_What you should do_: Write out only the lines running from the one that contains "Task: If you could tag each instance of the mountain" to the end of the material, both ends included.

_Extracted entries_:
-------------------------
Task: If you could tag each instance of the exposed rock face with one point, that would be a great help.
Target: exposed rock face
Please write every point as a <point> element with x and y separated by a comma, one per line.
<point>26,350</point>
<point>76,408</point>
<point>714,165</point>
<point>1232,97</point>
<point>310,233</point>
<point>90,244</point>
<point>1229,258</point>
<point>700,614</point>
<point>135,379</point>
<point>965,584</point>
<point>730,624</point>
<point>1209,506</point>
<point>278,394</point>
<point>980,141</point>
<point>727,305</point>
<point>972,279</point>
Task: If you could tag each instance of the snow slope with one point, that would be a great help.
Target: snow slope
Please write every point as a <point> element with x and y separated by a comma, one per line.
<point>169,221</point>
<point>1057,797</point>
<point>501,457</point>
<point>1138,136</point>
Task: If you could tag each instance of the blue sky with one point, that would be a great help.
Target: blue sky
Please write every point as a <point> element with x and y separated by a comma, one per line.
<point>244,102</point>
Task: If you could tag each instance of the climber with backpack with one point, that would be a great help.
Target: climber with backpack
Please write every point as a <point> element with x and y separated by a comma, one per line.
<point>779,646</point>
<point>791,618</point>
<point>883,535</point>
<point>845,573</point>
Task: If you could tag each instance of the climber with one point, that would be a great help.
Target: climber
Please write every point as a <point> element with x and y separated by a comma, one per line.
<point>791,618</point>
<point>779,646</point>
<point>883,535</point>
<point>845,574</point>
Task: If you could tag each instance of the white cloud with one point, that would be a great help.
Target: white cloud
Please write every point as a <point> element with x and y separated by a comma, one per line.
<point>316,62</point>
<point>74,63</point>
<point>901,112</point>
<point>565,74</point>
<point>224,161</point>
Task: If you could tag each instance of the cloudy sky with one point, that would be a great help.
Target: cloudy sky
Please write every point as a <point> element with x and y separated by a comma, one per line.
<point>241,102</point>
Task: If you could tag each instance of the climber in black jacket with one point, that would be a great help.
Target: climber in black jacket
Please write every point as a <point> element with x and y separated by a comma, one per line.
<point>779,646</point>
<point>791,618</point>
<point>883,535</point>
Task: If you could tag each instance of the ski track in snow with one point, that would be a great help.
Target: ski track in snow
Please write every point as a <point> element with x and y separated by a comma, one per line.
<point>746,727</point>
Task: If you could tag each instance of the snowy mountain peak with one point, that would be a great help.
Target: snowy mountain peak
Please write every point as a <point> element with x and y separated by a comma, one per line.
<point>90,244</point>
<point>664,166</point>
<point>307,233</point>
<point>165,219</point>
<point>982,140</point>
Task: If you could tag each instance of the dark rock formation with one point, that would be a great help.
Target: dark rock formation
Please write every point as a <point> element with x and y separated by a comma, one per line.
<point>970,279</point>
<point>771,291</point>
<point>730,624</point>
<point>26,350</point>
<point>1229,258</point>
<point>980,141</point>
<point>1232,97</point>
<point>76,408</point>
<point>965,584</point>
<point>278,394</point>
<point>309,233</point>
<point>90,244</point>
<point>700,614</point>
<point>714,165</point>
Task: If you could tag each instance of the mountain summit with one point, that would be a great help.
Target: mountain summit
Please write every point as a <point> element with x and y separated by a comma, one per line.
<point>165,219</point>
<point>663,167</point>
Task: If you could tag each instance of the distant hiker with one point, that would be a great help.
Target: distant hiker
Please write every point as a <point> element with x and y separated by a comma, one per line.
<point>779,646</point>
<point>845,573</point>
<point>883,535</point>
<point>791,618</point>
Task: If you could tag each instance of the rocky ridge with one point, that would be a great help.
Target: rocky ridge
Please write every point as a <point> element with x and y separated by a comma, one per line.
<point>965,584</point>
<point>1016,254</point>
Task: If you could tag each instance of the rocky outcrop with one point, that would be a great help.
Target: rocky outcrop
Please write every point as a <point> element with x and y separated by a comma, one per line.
-------------------------
_Output for this task_:
Task: If you could tag each instance of the mountain summit with one point, that would be a great help.
Target: mountain summit
Please write every point as a <point> element with x and y separated by a comma, one per line.
<point>165,219</point>
<point>663,167</point>
Task: If you could tag each instance of the distant hiker with one point, that would be a great help.
Target: distant hiker
Please write every point as a <point> element with x and y separated by a comma, one per line.
<point>779,646</point>
<point>845,573</point>
<point>883,535</point>
<point>791,618</point>
Task: If you could tag each instance of the rocky ridge with one point, that would be a great help.
Target: rocky ridge
Please write every point as a <point> element with x and y separated by a comma, one per line.
<point>965,584</point>
<point>1016,254</point>
Task: If you could tag each instance of the rocky outcrop with one point, that would be a great help.
Target: rocky outcrop
Please write every point as a <point> element with x and y separated by a comma, one per line.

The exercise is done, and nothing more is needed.